• **WHAT TO DO**
Write out all of the entries exactly as given.

-- start of ENTRIES SUPPLIED --

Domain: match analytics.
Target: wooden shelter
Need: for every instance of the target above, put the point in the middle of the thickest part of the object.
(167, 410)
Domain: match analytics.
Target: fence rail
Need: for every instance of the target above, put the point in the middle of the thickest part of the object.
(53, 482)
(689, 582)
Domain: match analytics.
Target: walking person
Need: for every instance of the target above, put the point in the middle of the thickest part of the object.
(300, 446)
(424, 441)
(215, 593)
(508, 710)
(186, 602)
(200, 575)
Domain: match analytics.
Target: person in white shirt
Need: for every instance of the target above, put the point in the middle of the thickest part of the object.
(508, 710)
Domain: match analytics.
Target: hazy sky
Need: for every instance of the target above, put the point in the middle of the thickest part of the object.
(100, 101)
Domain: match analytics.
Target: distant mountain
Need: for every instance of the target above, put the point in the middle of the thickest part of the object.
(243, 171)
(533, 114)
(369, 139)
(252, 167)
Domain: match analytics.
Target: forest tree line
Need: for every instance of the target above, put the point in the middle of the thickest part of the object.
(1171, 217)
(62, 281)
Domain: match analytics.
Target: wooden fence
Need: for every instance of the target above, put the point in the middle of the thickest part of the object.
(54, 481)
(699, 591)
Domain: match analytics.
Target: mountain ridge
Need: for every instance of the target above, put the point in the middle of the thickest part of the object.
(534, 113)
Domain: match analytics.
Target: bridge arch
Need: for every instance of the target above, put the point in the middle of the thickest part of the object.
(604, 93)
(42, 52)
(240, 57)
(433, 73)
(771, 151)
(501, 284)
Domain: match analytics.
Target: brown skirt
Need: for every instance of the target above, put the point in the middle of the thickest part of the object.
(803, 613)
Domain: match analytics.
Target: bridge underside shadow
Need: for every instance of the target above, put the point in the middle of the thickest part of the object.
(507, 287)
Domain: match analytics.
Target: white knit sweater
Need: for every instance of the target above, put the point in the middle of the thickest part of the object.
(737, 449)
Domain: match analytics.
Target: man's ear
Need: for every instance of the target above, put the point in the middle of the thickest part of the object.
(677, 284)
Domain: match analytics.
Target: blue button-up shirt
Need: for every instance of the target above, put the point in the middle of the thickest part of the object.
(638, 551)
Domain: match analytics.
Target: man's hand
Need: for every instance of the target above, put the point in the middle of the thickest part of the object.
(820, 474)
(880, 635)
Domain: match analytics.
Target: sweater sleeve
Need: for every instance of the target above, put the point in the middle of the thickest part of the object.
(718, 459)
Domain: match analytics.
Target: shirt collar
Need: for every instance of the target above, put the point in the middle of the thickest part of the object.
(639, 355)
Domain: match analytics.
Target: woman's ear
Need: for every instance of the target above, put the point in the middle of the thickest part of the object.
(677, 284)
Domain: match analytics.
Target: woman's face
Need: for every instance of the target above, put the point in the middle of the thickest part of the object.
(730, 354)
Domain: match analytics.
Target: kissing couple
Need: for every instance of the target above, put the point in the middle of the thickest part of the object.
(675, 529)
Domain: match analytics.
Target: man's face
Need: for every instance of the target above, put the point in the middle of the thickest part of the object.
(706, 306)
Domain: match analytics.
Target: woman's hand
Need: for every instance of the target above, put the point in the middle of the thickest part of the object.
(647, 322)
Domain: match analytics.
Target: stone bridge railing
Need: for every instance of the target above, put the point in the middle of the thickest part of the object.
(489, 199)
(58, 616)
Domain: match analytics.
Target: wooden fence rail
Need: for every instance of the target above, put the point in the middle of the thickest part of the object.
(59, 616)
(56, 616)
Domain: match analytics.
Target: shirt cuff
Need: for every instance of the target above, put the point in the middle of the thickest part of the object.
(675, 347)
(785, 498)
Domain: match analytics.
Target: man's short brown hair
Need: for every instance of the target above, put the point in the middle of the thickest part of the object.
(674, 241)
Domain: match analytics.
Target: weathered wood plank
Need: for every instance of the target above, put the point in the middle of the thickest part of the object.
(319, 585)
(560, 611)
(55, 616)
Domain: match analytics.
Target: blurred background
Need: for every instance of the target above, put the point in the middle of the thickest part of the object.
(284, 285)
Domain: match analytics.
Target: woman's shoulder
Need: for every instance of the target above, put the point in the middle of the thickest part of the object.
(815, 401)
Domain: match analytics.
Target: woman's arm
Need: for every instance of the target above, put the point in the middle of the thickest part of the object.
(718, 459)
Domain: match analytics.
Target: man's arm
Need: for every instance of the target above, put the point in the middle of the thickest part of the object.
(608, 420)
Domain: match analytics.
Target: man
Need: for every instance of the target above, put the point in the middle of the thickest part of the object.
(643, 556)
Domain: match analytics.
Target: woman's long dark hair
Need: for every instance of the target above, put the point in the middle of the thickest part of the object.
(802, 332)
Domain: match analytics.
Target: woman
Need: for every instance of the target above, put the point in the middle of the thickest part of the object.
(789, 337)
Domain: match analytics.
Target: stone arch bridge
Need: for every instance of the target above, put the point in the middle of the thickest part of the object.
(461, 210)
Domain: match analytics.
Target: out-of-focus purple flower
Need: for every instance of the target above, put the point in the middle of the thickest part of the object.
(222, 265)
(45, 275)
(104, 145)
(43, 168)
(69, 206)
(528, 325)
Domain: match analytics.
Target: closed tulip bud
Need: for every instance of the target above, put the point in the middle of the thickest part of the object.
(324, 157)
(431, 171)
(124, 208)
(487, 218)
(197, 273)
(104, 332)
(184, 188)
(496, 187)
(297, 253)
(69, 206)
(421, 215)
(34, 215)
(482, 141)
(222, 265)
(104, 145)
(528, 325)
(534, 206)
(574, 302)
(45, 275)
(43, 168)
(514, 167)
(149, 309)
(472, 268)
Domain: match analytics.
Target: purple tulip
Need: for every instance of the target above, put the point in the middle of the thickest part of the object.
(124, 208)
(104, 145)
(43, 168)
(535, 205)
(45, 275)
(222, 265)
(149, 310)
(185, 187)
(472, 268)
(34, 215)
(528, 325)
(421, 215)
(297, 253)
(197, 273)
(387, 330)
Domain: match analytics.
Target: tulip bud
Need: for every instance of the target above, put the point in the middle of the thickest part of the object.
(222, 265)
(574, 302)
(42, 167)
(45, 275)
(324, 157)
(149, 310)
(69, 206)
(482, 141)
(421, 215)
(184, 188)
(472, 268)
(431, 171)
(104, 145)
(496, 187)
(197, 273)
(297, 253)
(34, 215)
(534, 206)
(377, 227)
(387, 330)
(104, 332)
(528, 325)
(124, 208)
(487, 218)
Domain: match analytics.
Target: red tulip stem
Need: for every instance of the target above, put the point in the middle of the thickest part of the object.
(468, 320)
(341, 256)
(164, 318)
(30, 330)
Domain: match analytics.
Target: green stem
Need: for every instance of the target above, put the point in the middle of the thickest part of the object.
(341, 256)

-- end of ENTRIES SUPPLIED --

• **TASK SOLUTION**
Domain: match analytics.
Target: wooden shelter
Need: for every instance of the target above, put the point in the middle of the thickest part of the object.
(167, 410)
Domain: match analytics.
Target: fence rail
Need: for every instance of the target above, put the point in the middle of the thickest part of the object.
(53, 482)
(689, 582)
Domain: match analytics.
Target: walking person
Need: for every instance of the target above, put the point in the middle of the thickest part of the object.
(300, 446)
(424, 441)
(215, 593)
(508, 710)
(186, 602)
(200, 575)
Domain: match analytics.
Target: person in white shirt
Need: for every instance of the target above, put the point in the middle of the thickest part of the object.
(508, 710)
Domain: match analytics.
Target: hazy sky
Need: for every instance of the target above, put the point in the middle of the thickest part of the object.
(100, 101)
Domain: match analytics.
Target: distant mountain
Need: for every instance of the target above, put the point in the middle of the thickest part of the object.
(243, 171)
(533, 114)
(369, 139)
(252, 167)
Domain: match analytics.
Target: forest tree line
Need: for every instance of the target above, put the point in the middle of the thickest part of the object.
(1171, 217)
(62, 281)
Domain: match analytics.
Target: wooden fence
Need: for every instance of the target above, put the point in the middle of the thickest part of the object.
(54, 481)
(699, 591)
Domain: match analytics.
Target: mountain ridge
Need: for every instance of the target above, put the point in the middle of the thickest part of the object.
(534, 113)
Domain: match analytics.
Target: bridge arch
Need: for every instance of the target above, put the point in the middle of the thickest part of the object.
(604, 93)
(42, 52)
(240, 57)
(433, 73)
(771, 151)
(501, 284)
Domain: match analytics.
Target: brown skirt
Need: for every instance of the target above, put the point in the middle of the thickest part of the object.
(803, 613)
Domain: match analytics.
Target: bridge underside shadow
Need: for every instance of the target above, put the point in the middle of the thickest part of the object.
(507, 287)
Domain: match analytics.
Target: white knit sweater
Need: for every instance of the target above, put the point in the middle of the thickest part of the object.
(737, 449)
Domain: match analytics.
Target: man's ear
Need: for every instance of the target above, put the point in the middle of the thickest part of the object.
(677, 284)
Domain: match analytics.
Target: blue button-up shirt
Need: for every instance of the target above, put the point in the middle of the thickest part of the object.
(638, 551)
Domain: match analytics.
Target: man's hand
Need: for every instance of the target above, put the point in the middle of the thickest part of the object.
(820, 474)
(880, 635)
Domain: match analytics.
Target: sweater sleeve
Need: for every instance of the target above, put the point in the middle of the thickest part of the object.
(718, 459)
Domain: match analytics.
Target: shirt collar
Need: for every instance of the target above, put the point in the middle of the thickest part of the object.
(639, 355)
Domain: match analytics.
Target: woman's ear
Need: for every instance of the target above, put the point in the middle of the thickest part of the object.
(677, 284)
Domain: match analytics.
Target: woman's face
Need: for every instance of the target above, put the point in the middle of the thickest part of the object.
(730, 354)
Domain: match analytics.
Target: kissing couple
Need: for every instance of the target above, put the point in the middle of the thickest part of the object.
(675, 529)
Domain: match analytics.
Target: man's face
Need: for every instance of the target above, put the point in the middle of the thickest part of the object.
(706, 306)
Domain: match analytics.
Target: woman's hand
Need: for every instance of the target above, put the point in the middle of the thickest part of the object.
(647, 322)
Domain: match analytics.
Target: stone bridge railing
Need: for every instance of the target above, put the point in the middle of the thickest part of the object.
(489, 199)
(58, 616)
Domain: match analytics.
Target: wooden fence rail
Need: for every instance of the target above, put the point in the middle of the thickest part of the object.
(59, 616)
(56, 616)
Domain: match analytics.
Target: shirt cuff
Need: for every instance of the target above, put the point in the middle of the thickest part of the object.
(675, 347)
(785, 498)
Domain: match analytics.
Target: man's short brown hair
Need: for every instance of the target above, put the point in the middle of the thickest part of the object.
(674, 241)
Domain: match analytics.
Target: weathered wood plank
Need: for every instance of the target above, put the point in the middle of the thickest part of the object.
(319, 585)
(560, 611)
(55, 616)
Domain: match analytics.
Target: blurred background
Need: for every instance of the target above, put the point in the middle of the thickest part of the object.
(284, 285)
Domain: match analytics.
Target: woman's shoulder
Need: for every instance of the target above, put the point in the middle of the thickest part of the object.
(815, 401)
Domain: match analytics.
Target: woman's arm
Need: for every instance of the target above, put the point in the middle of the thickest part of the object.
(718, 459)
Domain: match analytics.
Target: man's arm
Need: for every instance of the target above, put the point in the middle of the thickest part of the object.
(608, 420)
Domain: match analytics.
Target: man
Need: for every instance of the target above, put the point in the middle of the thickest part of the object.
(643, 556)
Domain: match analytics.
Target: woman's long dark hair
Need: for every instance of the target above, put the point in the middle of the thickest part of the object.
(802, 332)
Domain: match analytics.
Target: woman
Need: for every instance of the target above, put the point in the middle of the thickest part of the object.
(789, 337)
Domain: match analytics.
Target: stone arch bridge
Need: for every instance of the target above, put the point in the middle of the thickest part of the object.
(461, 210)
Domain: match analytics.
Target: out-of-focus purple flower
Need: for every instance of the target above, put the point in the middle of the thickest part of the object.
(222, 265)
(45, 275)
(104, 145)
(43, 168)
(69, 206)
(528, 325)
Domain: match analytics.
Target: closed tulip bud
Need: for every instance of the target above, put the point in the middle of the thickest part of the object.
(324, 157)
(431, 171)
(124, 208)
(487, 218)
(197, 273)
(104, 332)
(184, 188)
(496, 187)
(297, 253)
(69, 206)
(421, 215)
(34, 215)
(482, 141)
(222, 265)
(104, 145)
(528, 325)
(534, 206)
(574, 302)
(45, 275)
(43, 168)
(514, 167)
(149, 309)
(472, 268)
Domain: match analytics.
Target: purple tulip
Need: for every instance of the target above, put the point in the middle of the thickest part of the object.
(124, 208)
(104, 145)
(43, 168)
(535, 205)
(45, 275)
(222, 265)
(149, 310)
(185, 187)
(472, 268)
(34, 215)
(528, 325)
(421, 215)
(297, 253)
(197, 273)
(387, 330)
Domain: match analytics.
Target: tulip bud
Need: for every instance of the target above, put the point in the middle of the thickest part of the object.
(222, 265)
(574, 302)
(42, 167)
(45, 275)
(324, 157)
(149, 310)
(69, 206)
(482, 141)
(421, 215)
(184, 188)
(472, 268)
(431, 171)
(104, 145)
(496, 187)
(197, 273)
(297, 253)
(34, 215)
(534, 206)
(377, 227)
(387, 330)
(104, 332)
(528, 325)
(124, 208)
(487, 218)
Domain: match analytics.
Target: red tulip stem
Need: for every instance of the target above, put the point in the middle of the thickest part of the object.
(468, 320)
(341, 256)
(164, 318)
(30, 330)
Domain: match analytics.
Target: green stem
Need: for every instance of the target above, put the point in the middle of the thickest part of the object.
(341, 256)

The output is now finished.